WORK INSTRUCTIONS - Quote, without any change, the line that contains "Task: point to every instance of the young" and all lines that follow it to the end of the data below.

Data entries
Start
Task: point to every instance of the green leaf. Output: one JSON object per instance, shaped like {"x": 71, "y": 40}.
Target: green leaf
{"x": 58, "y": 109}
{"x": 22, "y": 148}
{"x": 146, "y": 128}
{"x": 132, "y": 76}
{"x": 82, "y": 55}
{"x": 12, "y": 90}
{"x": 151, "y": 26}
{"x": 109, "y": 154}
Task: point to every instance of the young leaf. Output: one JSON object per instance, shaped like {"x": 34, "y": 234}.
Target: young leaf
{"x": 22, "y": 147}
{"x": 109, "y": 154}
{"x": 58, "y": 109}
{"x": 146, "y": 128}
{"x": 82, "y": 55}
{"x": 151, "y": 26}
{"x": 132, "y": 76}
End
WORKED ANSWER -
Task: point to every instance of the young leaf. Output: one JSON object per instance, shaped like {"x": 34, "y": 234}.
Target: young leaf
{"x": 22, "y": 147}
{"x": 109, "y": 154}
{"x": 58, "y": 109}
{"x": 146, "y": 128}
{"x": 82, "y": 55}
{"x": 151, "y": 26}
{"x": 132, "y": 76}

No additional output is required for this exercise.